- Data lines
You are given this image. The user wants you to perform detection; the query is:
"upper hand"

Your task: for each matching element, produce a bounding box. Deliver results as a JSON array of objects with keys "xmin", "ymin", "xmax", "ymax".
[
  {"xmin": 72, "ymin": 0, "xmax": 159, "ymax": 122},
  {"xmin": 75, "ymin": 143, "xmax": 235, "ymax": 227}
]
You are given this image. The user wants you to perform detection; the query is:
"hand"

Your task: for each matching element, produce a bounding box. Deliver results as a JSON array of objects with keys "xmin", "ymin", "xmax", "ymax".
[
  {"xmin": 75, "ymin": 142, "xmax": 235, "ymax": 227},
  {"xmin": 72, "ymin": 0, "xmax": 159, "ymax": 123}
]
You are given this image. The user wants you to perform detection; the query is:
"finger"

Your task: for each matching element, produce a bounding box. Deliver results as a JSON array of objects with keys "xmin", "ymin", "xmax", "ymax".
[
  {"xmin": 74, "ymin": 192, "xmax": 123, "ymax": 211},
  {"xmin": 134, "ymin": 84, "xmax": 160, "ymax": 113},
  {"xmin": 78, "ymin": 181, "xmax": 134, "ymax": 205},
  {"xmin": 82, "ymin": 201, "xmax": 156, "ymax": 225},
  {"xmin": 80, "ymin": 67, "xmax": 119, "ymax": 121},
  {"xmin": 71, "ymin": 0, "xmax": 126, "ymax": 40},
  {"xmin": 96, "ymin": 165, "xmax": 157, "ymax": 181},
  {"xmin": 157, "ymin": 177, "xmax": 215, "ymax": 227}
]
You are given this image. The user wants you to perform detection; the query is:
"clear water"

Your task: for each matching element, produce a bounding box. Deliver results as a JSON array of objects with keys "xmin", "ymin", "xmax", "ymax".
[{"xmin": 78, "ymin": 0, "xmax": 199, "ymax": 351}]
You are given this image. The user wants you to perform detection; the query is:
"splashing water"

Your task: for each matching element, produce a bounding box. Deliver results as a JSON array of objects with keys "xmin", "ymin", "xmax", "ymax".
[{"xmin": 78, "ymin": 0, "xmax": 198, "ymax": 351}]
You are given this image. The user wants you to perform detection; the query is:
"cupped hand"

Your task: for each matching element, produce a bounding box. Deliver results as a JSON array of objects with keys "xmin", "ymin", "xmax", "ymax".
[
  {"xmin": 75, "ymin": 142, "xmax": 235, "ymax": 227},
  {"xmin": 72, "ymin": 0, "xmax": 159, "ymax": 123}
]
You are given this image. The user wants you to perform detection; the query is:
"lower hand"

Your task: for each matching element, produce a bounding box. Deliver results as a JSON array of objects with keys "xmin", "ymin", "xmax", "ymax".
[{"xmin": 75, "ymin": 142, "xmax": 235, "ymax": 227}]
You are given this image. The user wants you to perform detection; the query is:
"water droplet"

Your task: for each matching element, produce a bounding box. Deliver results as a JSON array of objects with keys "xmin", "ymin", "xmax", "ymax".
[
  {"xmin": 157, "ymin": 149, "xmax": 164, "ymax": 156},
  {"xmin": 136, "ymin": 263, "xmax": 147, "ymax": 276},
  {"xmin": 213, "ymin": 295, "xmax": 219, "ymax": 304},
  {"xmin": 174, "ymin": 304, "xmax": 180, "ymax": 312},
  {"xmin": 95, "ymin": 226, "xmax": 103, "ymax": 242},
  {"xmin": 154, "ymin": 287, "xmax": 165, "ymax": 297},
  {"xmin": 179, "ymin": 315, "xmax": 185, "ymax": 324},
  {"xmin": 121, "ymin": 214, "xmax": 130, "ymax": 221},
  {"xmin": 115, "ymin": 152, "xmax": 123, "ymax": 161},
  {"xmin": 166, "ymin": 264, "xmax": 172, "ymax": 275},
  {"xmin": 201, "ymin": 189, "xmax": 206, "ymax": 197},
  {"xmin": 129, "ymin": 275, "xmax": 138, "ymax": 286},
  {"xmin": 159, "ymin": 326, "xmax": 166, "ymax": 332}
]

- Exercise brief
Every entry should be printed again exactly as written.

- Answer for the task
You are given this image. The user wants you to perform detection; the query is:
"upper hand"

Your task: for each matching element, produce a bounding box. Deliver results as a JSON array of objects with keys "xmin", "ymin", "xmax", "ymax".
[
  {"xmin": 72, "ymin": 0, "xmax": 159, "ymax": 122},
  {"xmin": 75, "ymin": 143, "xmax": 235, "ymax": 227}
]
You are given this image. The user wants you to perform detection; the query is:
"hand"

Your task: for each matching element, produce a bounding box. Deliver results as a JSON array of objects with keys "xmin", "ymin", "xmax", "ymax".
[
  {"xmin": 75, "ymin": 142, "xmax": 235, "ymax": 227},
  {"xmin": 72, "ymin": 0, "xmax": 159, "ymax": 123}
]
You are given this image. The user wants you to perform detection; the query is:
"finger"

Your task: for each matching element, produce a bounding box. Deliver results as a JSON array of objects with keys "xmin", "ymin", "xmax", "ymax".
[
  {"xmin": 74, "ymin": 192, "xmax": 123, "ymax": 211},
  {"xmin": 134, "ymin": 84, "xmax": 160, "ymax": 113},
  {"xmin": 78, "ymin": 181, "xmax": 134, "ymax": 205},
  {"xmin": 82, "ymin": 201, "xmax": 156, "ymax": 225},
  {"xmin": 80, "ymin": 67, "xmax": 119, "ymax": 121},
  {"xmin": 71, "ymin": 0, "xmax": 126, "ymax": 40},
  {"xmin": 96, "ymin": 165, "xmax": 157, "ymax": 181},
  {"xmin": 157, "ymin": 177, "xmax": 215, "ymax": 227}
]
You are given this image. The user wants you to perform detection; the query is:
"clear water"

Your task: for each matching element, produce a bounding box. Deliver results as a JSON array of objects with keys "xmin", "ymin", "xmax", "ymax".
[{"xmin": 78, "ymin": 0, "xmax": 199, "ymax": 351}]
You are given this image. The user wants you to perform detection; the query is:
"splashing water"

Your task: for each matching element, produce a bounding box. Deliver results as a JSON array of objects with keys "xmin", "ymin", "xmax", "ymax".
[{"xmin": 78, "ymin": 0, "xmax": 198, "ymax": 351}]
You are given this image. The user wants you to perform detection; the query is:
"cupped hand"

Your task: for each matching element, produce a bounding box. Deliver results as a JSON array of objects with keys "xmin", "ymin", "xmax", "ymax".
[
  {"xmin": 75, "ymin": 142, "xmax": 235, "ymax": 227},
  {"xmin": 72, "ymin": 0, "xmax": 159, "ymax": 123}
]
You are given this image. The user wants you to perform detection; the query is:
"lower hand"

Your task: for each matching element, produce a bounding box. Deliver results as a JSON array of objects with keys "xmin", "ymin", "xmax", "ymax".
[{"xmin": 75, "ymin": 142, "xmax": 235, "ymax": 227}]
You are given this image. The user wants you to perform detection; the query is:
"water droplet"

Your task: for each matching element, produce a bounding box. Deliver results as a JSON array of objects with keys "xmin", "ymin", "xmax", "ymax".
[
  {"xmin": 157, "ymin": 149, "xmax": 164, "ymax": 156},
  {"xmin": 136, "ymin": 263, "xmax": 147, "ymax": 276},
  {"xmin": 213, "ymin": 295, "xmax": 219, "ymax": 304},
  {"xmin": 174, "ymin": 304, "xmax": 180, "ymax": 312},
  {"xmin": 95, "ymin": 226, "xmax": 103, "ymax": 242},
  {"xmin": 154, "ymin": 287, "xmax": 165, "ymax": 297},
  {"xmin": 179, "ymin": 315, "xmax": 185, "ymax": 324},
  {"xmin": 121, "ymin": 214, "xmax": 130, "ymax": 221},
  {"xmin": 115, "ymin": 152, "xmax": 123, "ymax": 161},
  {"xmin": 166, "ymin": 264, "xmax": 172, "ymax": 275},
  {"xmin": 201, "ymin": 189, "xmax": 206, "ymax": 197},
  {"xmin": 129, "ymin": 275, "xmax": 138, "ymax": 286},
  {"xmin": 159, "ymin": 326, "xmax": 166, "ymax": 332}
]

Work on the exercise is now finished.